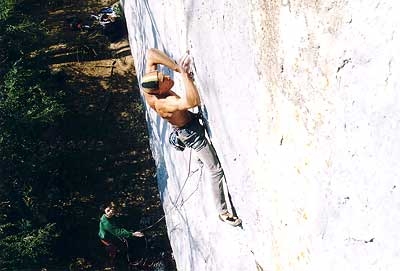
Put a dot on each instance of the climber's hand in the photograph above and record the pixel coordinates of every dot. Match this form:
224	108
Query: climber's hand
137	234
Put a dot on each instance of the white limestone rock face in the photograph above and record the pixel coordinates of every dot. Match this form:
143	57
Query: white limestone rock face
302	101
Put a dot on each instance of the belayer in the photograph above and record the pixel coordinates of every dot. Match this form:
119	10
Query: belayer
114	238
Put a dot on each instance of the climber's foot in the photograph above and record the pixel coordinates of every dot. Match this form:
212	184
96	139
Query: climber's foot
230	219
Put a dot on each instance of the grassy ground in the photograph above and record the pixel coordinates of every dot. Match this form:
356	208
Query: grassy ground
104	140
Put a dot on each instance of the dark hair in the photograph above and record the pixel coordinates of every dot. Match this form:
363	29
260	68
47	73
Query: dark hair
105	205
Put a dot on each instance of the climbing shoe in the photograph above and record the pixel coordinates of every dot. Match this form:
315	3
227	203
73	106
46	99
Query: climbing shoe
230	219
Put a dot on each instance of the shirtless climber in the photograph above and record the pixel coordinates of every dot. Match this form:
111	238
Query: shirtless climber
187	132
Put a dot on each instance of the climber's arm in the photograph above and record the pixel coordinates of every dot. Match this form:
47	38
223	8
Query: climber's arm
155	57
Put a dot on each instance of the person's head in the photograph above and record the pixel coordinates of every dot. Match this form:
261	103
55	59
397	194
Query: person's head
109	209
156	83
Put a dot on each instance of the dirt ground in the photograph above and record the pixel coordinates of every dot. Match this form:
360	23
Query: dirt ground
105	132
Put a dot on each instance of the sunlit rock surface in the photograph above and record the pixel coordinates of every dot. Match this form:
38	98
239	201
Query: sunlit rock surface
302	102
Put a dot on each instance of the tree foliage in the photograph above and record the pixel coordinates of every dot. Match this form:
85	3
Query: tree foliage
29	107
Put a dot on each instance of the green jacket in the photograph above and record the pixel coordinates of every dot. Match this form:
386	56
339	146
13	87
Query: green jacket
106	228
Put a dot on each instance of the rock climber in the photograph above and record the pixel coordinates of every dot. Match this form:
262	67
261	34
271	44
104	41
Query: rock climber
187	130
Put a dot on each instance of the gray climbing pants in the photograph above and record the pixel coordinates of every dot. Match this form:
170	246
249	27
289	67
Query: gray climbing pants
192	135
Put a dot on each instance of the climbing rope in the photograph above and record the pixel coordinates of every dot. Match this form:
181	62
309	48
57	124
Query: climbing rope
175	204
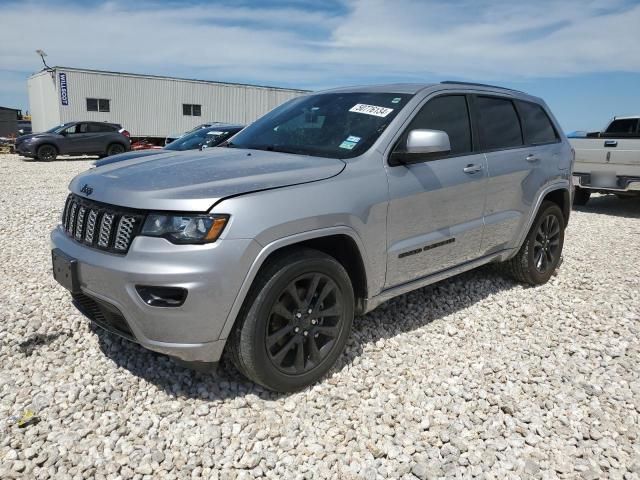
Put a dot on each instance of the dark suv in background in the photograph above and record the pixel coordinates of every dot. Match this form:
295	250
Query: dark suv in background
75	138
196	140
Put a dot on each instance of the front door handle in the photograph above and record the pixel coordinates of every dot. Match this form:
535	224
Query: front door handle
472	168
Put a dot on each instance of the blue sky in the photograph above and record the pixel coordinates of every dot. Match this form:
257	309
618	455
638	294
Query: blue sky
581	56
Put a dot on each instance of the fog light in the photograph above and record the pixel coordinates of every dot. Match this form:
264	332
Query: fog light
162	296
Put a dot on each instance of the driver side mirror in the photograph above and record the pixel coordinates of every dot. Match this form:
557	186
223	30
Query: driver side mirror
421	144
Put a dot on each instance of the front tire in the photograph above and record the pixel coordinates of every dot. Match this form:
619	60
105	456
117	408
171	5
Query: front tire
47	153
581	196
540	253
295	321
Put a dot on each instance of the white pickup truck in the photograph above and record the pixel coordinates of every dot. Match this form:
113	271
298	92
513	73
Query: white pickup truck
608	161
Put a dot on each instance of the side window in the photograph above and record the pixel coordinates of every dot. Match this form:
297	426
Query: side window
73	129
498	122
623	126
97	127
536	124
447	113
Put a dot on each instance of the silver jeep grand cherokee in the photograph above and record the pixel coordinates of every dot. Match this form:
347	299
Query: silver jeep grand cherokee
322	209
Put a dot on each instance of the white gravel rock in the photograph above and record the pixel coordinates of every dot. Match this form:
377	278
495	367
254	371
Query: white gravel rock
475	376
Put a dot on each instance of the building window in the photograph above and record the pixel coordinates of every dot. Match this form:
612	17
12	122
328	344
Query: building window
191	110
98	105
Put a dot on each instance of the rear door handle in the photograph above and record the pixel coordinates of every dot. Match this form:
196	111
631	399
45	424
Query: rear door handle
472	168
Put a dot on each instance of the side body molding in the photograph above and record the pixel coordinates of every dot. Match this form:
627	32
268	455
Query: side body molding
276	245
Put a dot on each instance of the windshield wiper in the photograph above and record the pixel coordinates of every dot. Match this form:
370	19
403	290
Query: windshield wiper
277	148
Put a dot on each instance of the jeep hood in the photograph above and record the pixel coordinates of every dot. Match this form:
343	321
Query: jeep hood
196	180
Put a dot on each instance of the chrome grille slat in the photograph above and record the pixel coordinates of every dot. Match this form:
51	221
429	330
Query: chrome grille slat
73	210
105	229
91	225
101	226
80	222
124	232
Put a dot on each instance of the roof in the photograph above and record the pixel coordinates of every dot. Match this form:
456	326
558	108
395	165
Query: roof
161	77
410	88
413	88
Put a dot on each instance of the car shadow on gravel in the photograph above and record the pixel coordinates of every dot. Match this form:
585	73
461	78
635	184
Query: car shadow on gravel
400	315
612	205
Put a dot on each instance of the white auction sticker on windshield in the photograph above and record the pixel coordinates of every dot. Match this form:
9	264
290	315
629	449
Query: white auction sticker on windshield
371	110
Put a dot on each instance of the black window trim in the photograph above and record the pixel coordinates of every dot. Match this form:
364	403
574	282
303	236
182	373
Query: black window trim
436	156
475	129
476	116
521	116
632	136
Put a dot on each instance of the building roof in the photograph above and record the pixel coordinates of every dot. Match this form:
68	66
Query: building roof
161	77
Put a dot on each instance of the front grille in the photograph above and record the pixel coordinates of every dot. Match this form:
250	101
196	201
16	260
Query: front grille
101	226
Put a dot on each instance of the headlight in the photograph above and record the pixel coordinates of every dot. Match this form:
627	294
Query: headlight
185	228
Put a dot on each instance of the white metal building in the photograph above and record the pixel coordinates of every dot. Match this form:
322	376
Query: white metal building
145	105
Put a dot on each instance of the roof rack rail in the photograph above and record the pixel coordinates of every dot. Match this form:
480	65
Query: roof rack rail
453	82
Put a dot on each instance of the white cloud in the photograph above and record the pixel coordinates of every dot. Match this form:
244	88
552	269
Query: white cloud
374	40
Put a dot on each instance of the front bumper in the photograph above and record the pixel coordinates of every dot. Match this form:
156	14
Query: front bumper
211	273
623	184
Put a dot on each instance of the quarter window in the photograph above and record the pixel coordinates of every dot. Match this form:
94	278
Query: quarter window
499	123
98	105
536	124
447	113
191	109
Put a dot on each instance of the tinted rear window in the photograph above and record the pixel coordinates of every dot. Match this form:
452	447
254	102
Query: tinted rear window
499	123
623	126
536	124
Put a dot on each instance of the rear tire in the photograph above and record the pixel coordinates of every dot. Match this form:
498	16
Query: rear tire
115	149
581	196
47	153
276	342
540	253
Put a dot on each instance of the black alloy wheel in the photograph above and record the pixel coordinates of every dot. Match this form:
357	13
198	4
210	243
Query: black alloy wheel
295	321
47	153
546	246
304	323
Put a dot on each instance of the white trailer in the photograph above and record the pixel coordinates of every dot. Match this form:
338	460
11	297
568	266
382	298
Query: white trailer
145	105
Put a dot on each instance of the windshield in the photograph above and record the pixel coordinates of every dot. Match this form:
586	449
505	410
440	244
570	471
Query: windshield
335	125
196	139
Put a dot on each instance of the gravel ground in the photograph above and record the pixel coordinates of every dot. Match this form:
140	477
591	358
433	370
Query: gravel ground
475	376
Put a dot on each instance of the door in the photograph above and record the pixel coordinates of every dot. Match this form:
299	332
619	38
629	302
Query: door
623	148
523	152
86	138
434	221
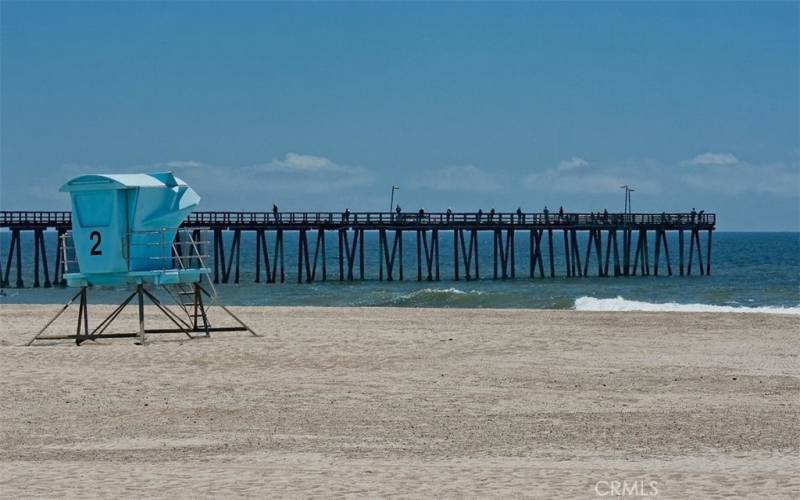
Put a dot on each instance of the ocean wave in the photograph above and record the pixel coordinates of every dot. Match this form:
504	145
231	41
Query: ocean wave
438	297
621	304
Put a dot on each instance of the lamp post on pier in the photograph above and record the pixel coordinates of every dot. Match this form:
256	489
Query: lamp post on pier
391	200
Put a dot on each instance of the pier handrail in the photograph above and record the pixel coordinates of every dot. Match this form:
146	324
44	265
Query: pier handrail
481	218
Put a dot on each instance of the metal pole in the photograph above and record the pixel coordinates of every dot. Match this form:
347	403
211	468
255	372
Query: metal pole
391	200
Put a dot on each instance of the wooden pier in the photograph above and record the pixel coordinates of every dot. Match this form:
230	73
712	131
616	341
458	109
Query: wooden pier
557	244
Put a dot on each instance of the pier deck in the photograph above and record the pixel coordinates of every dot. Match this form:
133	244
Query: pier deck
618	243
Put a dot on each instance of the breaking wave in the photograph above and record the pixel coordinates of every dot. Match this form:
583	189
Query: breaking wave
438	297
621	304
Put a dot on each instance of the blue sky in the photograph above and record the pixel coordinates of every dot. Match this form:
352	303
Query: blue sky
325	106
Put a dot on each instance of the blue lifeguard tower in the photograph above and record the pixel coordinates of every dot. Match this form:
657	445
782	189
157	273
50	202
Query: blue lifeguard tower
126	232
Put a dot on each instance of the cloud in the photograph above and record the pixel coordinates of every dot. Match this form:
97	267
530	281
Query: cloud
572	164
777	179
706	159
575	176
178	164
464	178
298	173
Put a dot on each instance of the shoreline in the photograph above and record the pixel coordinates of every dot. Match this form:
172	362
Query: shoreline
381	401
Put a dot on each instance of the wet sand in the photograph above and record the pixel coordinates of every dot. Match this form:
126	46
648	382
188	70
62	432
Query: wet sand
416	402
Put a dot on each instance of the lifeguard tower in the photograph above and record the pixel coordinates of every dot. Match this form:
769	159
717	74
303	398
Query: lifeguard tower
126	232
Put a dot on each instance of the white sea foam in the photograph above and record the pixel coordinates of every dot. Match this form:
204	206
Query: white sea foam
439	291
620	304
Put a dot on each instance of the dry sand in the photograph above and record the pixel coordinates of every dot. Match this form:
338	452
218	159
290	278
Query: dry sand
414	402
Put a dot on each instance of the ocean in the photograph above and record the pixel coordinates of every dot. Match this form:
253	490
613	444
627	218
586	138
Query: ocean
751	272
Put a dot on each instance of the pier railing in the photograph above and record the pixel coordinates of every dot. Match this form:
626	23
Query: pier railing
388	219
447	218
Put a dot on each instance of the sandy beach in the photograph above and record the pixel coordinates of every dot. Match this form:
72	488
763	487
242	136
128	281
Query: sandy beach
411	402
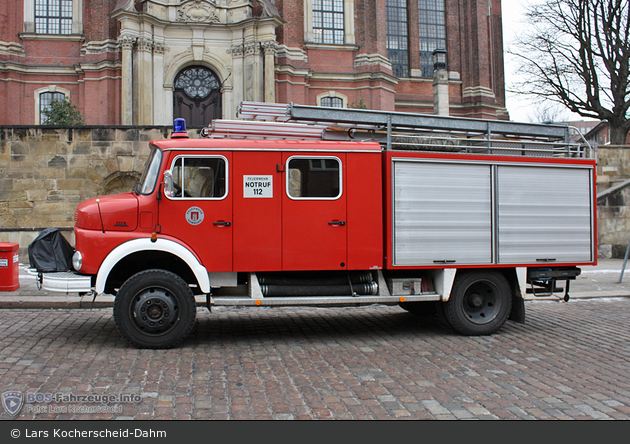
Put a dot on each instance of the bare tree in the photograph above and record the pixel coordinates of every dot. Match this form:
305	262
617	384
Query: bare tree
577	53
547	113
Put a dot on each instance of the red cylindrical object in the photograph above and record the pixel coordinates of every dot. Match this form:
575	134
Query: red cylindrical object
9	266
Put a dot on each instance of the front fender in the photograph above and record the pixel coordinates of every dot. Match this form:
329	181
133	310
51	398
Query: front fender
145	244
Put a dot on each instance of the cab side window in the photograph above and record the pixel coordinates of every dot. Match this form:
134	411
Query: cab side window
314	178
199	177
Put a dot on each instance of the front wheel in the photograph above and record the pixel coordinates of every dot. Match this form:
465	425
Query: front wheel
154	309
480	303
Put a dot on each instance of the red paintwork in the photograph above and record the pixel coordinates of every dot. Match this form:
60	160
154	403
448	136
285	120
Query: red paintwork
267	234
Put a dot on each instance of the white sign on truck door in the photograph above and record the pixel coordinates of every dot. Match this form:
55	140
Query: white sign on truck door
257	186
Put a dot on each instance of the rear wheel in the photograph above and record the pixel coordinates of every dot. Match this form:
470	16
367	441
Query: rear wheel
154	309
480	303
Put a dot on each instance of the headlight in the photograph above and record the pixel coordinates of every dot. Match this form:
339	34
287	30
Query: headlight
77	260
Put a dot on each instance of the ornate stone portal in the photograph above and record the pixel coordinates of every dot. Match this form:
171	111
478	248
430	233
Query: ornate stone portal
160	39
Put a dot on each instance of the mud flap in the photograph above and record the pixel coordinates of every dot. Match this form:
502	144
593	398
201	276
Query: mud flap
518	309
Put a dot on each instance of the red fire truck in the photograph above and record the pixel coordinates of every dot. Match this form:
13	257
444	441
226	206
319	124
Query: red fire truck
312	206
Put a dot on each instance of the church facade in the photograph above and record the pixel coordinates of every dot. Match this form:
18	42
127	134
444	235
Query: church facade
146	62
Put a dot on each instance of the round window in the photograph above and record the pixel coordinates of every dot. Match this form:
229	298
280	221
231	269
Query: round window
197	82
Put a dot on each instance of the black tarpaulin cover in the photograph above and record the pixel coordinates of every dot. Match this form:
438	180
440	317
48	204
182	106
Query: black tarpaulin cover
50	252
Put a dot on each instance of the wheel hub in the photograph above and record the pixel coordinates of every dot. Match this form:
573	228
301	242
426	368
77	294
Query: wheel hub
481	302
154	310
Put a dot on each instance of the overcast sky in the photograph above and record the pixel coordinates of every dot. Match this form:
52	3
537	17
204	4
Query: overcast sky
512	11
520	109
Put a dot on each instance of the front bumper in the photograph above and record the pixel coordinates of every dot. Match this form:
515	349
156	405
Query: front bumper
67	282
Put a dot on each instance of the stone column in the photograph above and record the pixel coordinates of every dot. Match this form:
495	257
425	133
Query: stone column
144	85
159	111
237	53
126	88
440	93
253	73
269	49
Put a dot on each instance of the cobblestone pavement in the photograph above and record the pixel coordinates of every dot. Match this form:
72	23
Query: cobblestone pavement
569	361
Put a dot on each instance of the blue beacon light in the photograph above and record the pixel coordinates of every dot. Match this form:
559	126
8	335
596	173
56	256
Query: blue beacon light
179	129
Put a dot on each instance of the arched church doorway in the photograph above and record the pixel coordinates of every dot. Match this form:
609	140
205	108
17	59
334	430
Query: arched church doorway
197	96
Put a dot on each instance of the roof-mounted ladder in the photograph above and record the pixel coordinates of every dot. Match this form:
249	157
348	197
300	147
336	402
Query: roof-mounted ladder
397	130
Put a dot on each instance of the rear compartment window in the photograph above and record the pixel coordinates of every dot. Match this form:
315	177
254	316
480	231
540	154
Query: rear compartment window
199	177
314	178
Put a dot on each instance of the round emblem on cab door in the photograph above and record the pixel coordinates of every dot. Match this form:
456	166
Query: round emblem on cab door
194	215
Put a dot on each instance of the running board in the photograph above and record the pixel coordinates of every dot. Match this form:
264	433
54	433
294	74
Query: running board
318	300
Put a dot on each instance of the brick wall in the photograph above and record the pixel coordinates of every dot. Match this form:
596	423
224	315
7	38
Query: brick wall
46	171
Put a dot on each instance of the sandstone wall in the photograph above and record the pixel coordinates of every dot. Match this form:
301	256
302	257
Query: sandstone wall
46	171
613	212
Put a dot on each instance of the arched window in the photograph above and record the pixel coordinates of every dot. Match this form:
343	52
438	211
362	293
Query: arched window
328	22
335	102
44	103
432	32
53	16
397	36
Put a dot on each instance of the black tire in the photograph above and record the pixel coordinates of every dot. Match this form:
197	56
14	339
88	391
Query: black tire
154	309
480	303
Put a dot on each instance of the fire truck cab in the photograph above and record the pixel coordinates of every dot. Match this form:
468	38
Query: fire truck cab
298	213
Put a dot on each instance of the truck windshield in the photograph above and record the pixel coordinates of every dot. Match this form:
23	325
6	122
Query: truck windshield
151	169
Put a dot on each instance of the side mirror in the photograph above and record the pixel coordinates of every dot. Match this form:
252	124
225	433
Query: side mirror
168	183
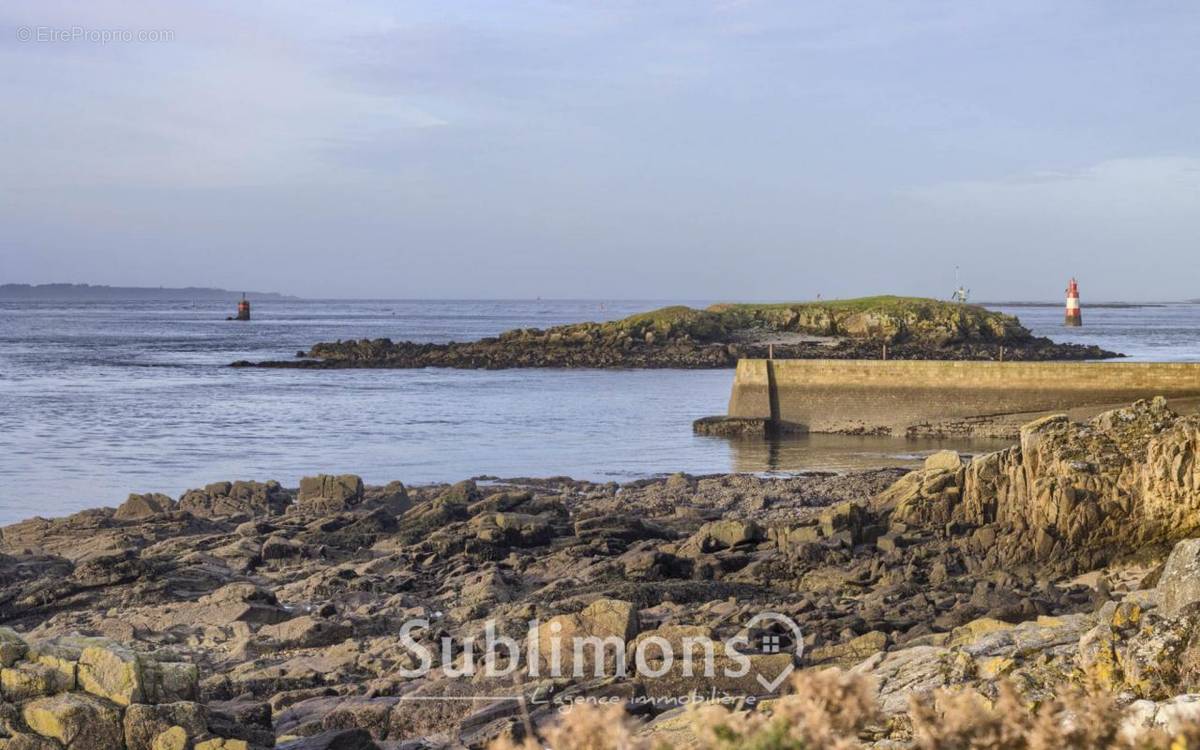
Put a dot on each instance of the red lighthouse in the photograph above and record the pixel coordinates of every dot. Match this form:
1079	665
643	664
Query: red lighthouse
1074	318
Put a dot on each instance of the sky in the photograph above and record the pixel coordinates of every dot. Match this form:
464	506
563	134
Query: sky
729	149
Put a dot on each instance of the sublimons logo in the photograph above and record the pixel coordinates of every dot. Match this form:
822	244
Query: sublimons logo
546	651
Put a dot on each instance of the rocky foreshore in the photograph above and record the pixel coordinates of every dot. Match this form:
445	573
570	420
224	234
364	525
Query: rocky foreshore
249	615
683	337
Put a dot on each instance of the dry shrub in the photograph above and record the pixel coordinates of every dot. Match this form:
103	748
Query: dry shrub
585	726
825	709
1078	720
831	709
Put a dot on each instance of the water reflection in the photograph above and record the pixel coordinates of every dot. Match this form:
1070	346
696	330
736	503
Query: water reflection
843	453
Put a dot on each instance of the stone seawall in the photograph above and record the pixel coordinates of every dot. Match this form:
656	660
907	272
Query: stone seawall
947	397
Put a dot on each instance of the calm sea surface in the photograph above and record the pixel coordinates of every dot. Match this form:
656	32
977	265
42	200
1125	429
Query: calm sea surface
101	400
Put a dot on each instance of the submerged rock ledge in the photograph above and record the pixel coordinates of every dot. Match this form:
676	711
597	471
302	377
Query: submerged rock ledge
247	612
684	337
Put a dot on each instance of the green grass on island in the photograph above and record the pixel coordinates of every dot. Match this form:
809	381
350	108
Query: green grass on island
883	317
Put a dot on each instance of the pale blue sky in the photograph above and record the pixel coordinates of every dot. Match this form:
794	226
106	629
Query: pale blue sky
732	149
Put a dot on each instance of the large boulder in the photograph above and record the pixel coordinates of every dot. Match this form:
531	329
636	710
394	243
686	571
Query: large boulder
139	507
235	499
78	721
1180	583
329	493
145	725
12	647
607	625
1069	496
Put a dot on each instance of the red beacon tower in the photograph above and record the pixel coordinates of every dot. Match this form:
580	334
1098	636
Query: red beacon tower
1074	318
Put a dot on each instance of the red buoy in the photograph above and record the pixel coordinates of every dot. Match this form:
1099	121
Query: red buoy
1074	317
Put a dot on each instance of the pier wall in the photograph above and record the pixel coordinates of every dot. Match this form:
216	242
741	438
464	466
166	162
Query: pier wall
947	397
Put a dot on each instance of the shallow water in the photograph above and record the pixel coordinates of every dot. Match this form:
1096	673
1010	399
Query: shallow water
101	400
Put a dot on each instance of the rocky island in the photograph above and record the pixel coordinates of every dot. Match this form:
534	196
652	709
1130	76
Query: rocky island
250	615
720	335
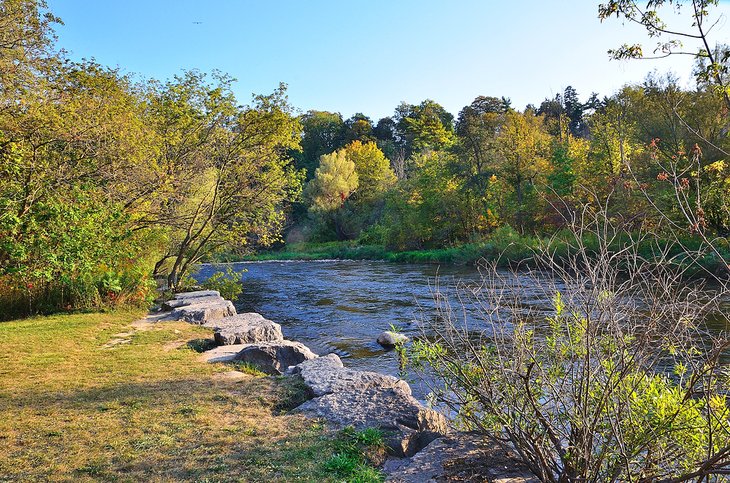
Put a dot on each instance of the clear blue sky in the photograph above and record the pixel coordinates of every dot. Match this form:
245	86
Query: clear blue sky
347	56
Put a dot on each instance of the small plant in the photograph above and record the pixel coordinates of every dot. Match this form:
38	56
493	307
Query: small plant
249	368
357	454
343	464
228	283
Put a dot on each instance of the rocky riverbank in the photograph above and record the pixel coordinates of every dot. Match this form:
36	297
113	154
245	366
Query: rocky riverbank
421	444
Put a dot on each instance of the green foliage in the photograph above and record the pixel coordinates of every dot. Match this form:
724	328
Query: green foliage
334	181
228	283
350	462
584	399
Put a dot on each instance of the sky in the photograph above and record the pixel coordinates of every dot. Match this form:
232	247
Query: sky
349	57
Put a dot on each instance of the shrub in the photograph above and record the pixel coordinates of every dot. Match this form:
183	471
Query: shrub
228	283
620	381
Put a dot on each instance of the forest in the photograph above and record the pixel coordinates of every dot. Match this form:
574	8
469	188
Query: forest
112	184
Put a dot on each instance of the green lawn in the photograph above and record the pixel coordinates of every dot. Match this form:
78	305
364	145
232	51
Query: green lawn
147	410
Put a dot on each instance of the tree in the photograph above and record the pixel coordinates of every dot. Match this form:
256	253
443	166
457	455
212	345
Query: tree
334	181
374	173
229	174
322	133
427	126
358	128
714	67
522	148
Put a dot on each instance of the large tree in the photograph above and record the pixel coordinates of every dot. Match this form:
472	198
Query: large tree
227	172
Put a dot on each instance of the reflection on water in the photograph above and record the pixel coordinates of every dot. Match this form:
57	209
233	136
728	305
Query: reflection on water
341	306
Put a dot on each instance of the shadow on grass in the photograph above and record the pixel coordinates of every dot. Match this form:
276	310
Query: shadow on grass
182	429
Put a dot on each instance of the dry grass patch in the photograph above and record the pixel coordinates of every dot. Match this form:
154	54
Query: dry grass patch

Task description: Beginning with the line that contains "Put a dot on each instance of the green lawn", quote each line exactly through the last line of the entries above, and nothing beyond them.

In response:
Put a dot on each instance of the green lawn in the photograph above and record the pixel coordinates of every dot. Match this form:
78	305
364	145
232	51
Query: green lawn
147	410
Put a dot on each instance of the tree in the photograph above and record the pixel coordinates of every dot. Match this form:
256	253
443	166
457	455
212	345
Query: tree
334	181
374	173
229	174
322	133
427	126
358	128
714	67
522	148
Put a dot on each instance of the large tree in the photograph above and record the pixel coordinates of every dot. Match this form:
472	198
Query: large tree
227	172
Put a dot on each instance of the reflection on water in the photograph above and record the pixel coordinates of every dot. Match this form:
57	209
233	136
728	305
Query: reflection on water
341	306
Put a dot on each instance of the shadow on grass in the photograph above and record the pixel coordinates of every dot. Match this form:
276	310
Query: shadow on grass
182	429
Put a dot on each instance of the dry grass patch in the photograph above and record the pixel coordinates of every dot. Match this form:
154	54
Query: dry grass patch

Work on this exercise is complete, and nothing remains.